— PASSAGE TO READ —
▼▼▼

Bancorp appealed the district court’s determination on summary judgment that all claims were invalid for lack of patent eligible subject matter. The district court relied on the machine-or-transformation test to determine patentability under §101. On the machine prong, the district court determined that the computer components “are no more than objects on which the claimed methods operate.” Bancorp, at 9-10. The district court also noted that it is possible to complete all of the steps of the claims manually, although it would be inefficient to do so. On the transformation prong, the district court decided that there was no transformation because the claims do not transform raw data into anything other than more data that is not a representation of a physical object. Id. at 10.
The Federal Circuit restated the trilogy of exceptions to patent eligibility, as laid out by the Supreme Court in Mayo Medical Laboratories v. Prometheus Laboratories, 566 U.S. ___ (2012) (“Prometheus”) (see Supreme Court Holds That a Law of Nature Applied Using Known and Obvious Steps Is Not Patent Eligible). The court then noted that “the use of a computer in an otherwise patent-ineligible process for no more than its most basic function—making calculations or computations—fails to circumvent the prohibition against patenting abstract ideas and mental processes.” Bancorp, at 19. In order for a computer to make an abstract idea patentable, the computer “must be integral to the claimed invention, facilitating the process in a way that a person making calculations or computations could not.” Id. The court held that the computer in Bancorp’s patents only performs the basic function of repetitive calculations, so it is not integral to the claims.
The court continued its patent eligibility analysis by comparing this case to Bilski v. Kappos, 130 S. Ct. 3218 (2010). Here, as in Bilski, the patentee attempted to patent the use of an abstract idea in a particular field using well-known calculations to establish inputs into the equation. Bancorp, at 20. As noted by the district court, the patent also fails the machine-or-transformation test, which is not the sole test for patent eligibility, but is a useful tool for determining patent eligibility under §101. Id. at 21.

▲▲▲

— DIRECTIONS —
A – In the passage on the Bancorp patent ruling, what test did the district court rely on to decide patentability under §101?
B – Carry on the passage about the Bancorp patent ruling, picking up right after its final sentence.

— MATERIAL PROVIDED —
▼▼▼

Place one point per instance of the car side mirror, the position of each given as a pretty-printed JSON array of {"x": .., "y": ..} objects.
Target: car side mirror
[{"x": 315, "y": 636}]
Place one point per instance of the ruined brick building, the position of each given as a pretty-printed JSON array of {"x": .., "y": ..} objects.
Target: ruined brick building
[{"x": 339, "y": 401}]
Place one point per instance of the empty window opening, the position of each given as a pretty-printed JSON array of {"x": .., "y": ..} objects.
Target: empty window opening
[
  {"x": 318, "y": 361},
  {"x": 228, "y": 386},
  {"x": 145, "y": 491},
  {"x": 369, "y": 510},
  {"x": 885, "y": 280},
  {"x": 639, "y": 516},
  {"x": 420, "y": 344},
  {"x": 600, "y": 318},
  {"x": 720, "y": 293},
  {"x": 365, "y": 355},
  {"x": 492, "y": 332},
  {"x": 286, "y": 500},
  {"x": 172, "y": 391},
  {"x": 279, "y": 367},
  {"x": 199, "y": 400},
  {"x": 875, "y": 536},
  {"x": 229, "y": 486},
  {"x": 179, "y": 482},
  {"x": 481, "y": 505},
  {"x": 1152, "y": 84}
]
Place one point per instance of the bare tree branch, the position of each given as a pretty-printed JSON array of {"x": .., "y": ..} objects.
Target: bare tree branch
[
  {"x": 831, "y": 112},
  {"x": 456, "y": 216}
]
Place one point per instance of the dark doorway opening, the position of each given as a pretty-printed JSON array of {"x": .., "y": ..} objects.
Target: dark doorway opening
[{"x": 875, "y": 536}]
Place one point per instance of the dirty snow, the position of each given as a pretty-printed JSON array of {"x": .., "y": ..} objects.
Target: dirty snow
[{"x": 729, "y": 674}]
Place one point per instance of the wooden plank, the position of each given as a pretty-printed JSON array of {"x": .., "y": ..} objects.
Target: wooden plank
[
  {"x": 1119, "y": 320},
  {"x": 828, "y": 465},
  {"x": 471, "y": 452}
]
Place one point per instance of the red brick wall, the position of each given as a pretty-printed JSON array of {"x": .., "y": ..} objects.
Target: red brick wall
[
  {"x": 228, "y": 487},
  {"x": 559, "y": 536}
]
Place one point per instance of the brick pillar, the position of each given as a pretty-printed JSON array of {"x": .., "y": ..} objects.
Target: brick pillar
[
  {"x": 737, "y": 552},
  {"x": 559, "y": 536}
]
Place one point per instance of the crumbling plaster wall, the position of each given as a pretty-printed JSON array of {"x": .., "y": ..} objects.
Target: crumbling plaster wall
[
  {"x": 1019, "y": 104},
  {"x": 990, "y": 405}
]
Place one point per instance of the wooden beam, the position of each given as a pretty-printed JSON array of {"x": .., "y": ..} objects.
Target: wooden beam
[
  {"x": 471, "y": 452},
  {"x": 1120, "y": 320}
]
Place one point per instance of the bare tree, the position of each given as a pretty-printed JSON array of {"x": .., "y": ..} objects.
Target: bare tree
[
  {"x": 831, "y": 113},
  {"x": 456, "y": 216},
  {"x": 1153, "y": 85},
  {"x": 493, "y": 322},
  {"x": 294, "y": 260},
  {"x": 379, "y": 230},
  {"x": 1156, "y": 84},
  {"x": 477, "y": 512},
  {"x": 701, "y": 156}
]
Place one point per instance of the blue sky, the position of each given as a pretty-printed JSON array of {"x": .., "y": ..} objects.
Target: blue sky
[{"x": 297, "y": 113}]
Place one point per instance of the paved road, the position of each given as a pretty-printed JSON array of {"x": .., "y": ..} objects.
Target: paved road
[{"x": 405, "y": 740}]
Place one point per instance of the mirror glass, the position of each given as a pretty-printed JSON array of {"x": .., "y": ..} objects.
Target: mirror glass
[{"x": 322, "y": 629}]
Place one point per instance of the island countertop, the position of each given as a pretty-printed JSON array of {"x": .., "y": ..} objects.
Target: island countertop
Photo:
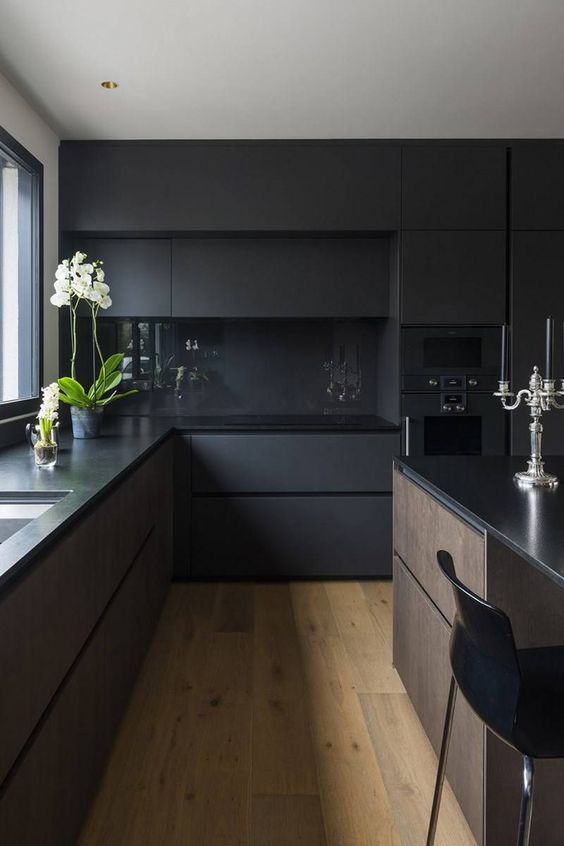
[{"x": 483, "y": 492}]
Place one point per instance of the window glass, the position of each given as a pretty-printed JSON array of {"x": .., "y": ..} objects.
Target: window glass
[{"x": 19, "y": 337}]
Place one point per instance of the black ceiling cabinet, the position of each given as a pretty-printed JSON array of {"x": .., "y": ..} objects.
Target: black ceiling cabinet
[
  {"x": 453, "y": 277},
  {"x": 454, "y": 187},
  {"x": 538, "y": 291},
  {"x": 137, "y": 271},
  {"x": 229, "y": 186},
  {"x": 538, "y": 185},
  {"x": 280, "y": 277}
]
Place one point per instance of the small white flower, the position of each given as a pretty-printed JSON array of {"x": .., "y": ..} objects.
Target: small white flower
[
  {"x": 49, "y": 409},
  {"x": 101, "y": 287},
  {"x": 62, "y": 272},
  {"x": 61, "y": 298}
]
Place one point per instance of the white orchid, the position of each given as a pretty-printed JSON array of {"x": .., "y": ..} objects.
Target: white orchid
[
  {"x": 49, "y": 409},
  {"x": 60, "y": 298},
  {"x": 76, "y": 280}
]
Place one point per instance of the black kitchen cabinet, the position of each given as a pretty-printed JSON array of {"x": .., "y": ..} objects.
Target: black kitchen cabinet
[
  {"x": 454, "y": 277},
  {"x": 137, "y": 271},
  {"x": 537, "y": 185},
  {"x": 538, "y": 292},
  {"x": 229, "y": 186},
  {"x": 293, "y": 463},
  {"x": 454, "y": 187},
  {"x": 280, "y": 277},
  {"x": 279, "y": 537}
]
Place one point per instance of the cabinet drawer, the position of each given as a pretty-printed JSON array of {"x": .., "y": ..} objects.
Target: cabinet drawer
[
  {"x": 294, "y": 463},
  {"x": 291, "y": 537},
  {"x": 421, "y": 527},
  {"x": 421, "y": 657}
]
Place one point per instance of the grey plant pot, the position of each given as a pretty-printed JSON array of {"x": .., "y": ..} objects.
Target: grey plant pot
[{"x": 86, "y": 422}]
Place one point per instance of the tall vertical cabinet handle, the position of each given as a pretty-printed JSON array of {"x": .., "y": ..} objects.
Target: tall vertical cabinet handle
[{"x": 407, "y": 430}]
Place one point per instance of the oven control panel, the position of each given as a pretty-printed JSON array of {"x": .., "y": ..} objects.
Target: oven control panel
[
  {"x": 446, "y": 382},
  {"x": 453, "y": 403}
]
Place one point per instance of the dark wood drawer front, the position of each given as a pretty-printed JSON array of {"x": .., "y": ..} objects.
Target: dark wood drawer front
[
  {"x": 421, "y": 527},
  {"x": 294, "y": 463},
  {"x": 291, "y": 537},
  {"x": 421, "y": 650}
]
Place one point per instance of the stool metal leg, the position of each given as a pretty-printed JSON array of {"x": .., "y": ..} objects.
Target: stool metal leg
[
  {"x": 442, "y": 762},
  {"x": 526, "y": 801}
]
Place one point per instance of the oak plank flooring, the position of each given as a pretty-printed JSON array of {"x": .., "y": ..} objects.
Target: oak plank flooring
[{"x": 270, "y": 715}]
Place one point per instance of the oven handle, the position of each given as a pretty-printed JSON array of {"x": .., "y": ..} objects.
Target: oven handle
[{"x": 406, "y": 435}]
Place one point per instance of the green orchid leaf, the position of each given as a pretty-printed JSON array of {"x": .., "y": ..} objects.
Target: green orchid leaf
[
  {"x": 73, "y": 389},
  {"x": 108, "y": 369},
  {"x": 115, "y": 396}
]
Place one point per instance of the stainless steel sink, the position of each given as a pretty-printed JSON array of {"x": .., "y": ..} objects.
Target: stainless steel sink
[{"x": 18, "y": 508}]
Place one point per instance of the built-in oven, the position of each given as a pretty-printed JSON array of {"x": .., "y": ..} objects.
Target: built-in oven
[
  {"x": 442, "y": 357},
  {"x": 453, "y": 423},
  {"x": 448, "y": 377}
]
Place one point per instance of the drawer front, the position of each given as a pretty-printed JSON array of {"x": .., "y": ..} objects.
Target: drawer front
[
  {"x": 291, "y": 537},
  {"x": 293, "y": 463},
  {"x": 421, "y": 527},
  {"x": 421, "y": 657}
]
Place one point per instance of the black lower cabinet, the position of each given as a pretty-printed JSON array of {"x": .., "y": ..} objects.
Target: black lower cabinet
[{"x": 279, "y": 537}]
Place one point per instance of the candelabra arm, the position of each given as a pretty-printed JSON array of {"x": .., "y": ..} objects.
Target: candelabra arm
[{"x": 524, "y": 395}]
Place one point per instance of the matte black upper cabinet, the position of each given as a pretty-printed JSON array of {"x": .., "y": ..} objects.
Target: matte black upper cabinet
[
  {"x": 538, "y": 265},
  {"x": 453, "y": 277},
  {"x": 137, "y": 271},
  {"x": 538, "y": 185},
  {"x": 454, "y": 187},
  {"x": 229, "y": 186},
  {"x": 280, "y": 277}
]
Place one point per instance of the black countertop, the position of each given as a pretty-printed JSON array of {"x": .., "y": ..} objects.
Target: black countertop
[
  {"x": 482, "y": 491},
  {"x": 88, "y": 468}
]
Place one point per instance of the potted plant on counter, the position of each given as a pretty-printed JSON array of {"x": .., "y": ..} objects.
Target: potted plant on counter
[{"x": 76, "y": 281}]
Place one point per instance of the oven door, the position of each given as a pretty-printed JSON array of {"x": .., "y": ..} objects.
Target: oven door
[
  {"x": 431, "y": 352},
  {"x": 428, "y": 430}
]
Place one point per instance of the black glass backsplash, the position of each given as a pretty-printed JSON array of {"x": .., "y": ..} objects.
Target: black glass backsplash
[{"x": 242, "y": 367}]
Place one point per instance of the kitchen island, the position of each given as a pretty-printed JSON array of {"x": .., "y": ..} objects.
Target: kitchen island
[{"x": 508, "y": 546}]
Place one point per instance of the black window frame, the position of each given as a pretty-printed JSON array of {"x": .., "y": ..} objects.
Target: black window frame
[{"x": 18, "y": 153}]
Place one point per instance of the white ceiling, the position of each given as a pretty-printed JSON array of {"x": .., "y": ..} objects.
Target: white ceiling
[{"x": 289, "y": 68}]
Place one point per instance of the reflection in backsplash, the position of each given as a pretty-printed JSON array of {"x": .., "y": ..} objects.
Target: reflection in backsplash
[{"x": 226, "y": 367}]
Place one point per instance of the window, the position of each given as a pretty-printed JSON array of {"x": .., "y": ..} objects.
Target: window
[{"x": 20, "y": 273}]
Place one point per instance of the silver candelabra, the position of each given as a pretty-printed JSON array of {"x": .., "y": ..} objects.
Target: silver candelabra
[{"x": 540, "y": 396}]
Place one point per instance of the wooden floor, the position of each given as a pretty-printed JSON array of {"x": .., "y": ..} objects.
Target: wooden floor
[{"x": 270, "y": 715}]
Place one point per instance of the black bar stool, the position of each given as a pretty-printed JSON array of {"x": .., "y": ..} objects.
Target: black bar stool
[{"x": 518, "y": 693}]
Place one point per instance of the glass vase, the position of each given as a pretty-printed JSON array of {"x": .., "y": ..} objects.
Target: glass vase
[{"x": 45, "y": 453}]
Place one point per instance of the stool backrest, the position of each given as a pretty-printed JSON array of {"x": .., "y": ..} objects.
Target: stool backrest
[{"x": 483, "y": 655}]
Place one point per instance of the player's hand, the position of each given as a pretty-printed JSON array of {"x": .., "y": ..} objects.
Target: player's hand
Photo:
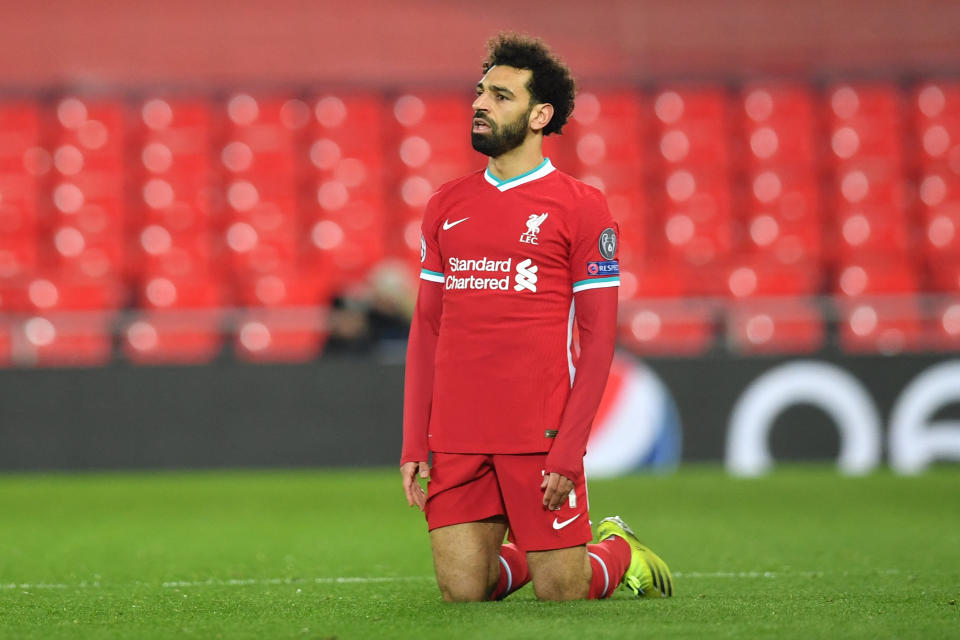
[
  {"x": 409, "y": 472},
  {"x": 555, "y": 489}
]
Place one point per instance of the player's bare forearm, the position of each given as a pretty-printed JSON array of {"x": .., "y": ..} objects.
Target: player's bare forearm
[
  {"x": 555, "y": 488},
  {"x": 418, "y": 379},
  {"x": 409, "y": 472}
]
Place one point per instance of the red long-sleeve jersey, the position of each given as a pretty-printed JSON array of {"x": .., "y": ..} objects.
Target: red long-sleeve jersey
[{"x": 508, "y": 269}]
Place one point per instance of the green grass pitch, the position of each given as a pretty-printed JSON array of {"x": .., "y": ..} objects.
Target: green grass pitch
[{"x": 801, "y": 553}]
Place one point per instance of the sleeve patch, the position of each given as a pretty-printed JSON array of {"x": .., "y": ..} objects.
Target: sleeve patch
[
  {"x": 608, "y": 243},
  {"x": 596, "y": 283},
  {"x": 607, "y": 268}
]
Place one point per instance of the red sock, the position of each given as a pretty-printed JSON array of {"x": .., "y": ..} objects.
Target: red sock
[
  {"x": 513, "y": 571},
  {"x": 609, "y": 560}
]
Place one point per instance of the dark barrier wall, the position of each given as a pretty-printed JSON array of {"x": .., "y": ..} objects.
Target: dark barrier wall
[
  {"x": 332, "y": 412},
  {"x": 345, "y": 411}
]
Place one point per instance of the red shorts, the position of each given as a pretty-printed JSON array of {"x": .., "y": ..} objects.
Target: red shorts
[{"x": 470, "y": 487}]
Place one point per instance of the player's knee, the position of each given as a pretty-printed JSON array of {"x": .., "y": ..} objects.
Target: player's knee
[
  {"x": 464, "y": 591},
  {"x": 556, "y": 589}
]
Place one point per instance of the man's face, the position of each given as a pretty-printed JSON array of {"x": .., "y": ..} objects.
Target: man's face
[{"x": 501, "y": 111}]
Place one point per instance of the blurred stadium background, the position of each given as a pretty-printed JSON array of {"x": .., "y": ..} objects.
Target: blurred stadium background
[{"x": 209, "y": 217}]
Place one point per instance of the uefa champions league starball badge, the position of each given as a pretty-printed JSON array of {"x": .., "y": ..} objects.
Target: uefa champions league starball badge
[{"x": 608, "y": 243}]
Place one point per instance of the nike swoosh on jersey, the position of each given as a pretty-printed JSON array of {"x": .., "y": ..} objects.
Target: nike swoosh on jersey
[
  {"x": 561, "y": 525},
  {"x": 449, "y": 225}
]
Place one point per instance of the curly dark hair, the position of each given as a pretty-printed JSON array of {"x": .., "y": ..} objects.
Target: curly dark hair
[{"x": 551, "y": 81}]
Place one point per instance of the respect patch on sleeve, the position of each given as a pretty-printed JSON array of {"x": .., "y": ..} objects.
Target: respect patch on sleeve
[{"x": 606, "y": 268}]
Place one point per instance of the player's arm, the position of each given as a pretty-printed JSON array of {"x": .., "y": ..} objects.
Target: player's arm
[
  {"x": 421, "y": 355},
  {"x": 596, "y": 315},
  {"x": 418, "y": 389}
]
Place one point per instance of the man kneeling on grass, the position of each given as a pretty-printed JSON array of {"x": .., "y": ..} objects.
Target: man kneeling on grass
[{"x": 511, "y": 256}]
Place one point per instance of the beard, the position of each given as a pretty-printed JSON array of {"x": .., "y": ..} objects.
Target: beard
[{"x": 501, "y": 139}]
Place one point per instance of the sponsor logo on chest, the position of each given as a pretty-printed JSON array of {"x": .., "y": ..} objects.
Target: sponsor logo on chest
[{"x": 525, "y": 278}]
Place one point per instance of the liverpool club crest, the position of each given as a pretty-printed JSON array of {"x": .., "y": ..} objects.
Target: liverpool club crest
[{"x": 533, "y": 227}]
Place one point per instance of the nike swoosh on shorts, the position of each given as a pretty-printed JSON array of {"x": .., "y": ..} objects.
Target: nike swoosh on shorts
[{"x": 561, "y": 525}]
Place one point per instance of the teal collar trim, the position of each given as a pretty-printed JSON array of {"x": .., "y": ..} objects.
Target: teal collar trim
[{"x": 544, "y": 168}]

▲▲▲

— ANSWERS IN ORDER —
A – The machine-or-transformation test.

B –
Next, the court used one of the approaches from Prometheus to further support its decision of patent ineligibility. The court set aside the computer limitations to determine what remained in the claims. Id. at 23. The court boiled the claims down to determining values and then storing, removing, or accumulating some of those values. The court then concluded that the values and their manipulation are “mere mathematical computation.” Id.
Finally, the court took great pains to state explicitly that its decision is not inconsistent with CLS Bank, despite the court’s decision not to follow the reasoning in that case.
In the wake of Bancorp and CLS Bank, there is no clear guidance in how the Federal Circuit will address patent eligibility under §101. Future panels may (1) look to the “manifestly evident” standard of CLS Bank, (2) apply the machine-or-transformation test to determine whether the use of a computer is “integral” to the claimed invention, or (3) develop yet a new approach. What seems evident is that parties and courts will need to carefully analyze individual cases in view of their factual circumstances and the facts of each Federal Circuit case. Parties and courts will have to attempt to analogize their case to the precedent that is most favorable or factually similar. Additionally, Bancorp, CLS Bank, and the cases that follow may present an opportunity for an en banc panel of the Federal Circuit to reconsider its approach to patent eligibility cases.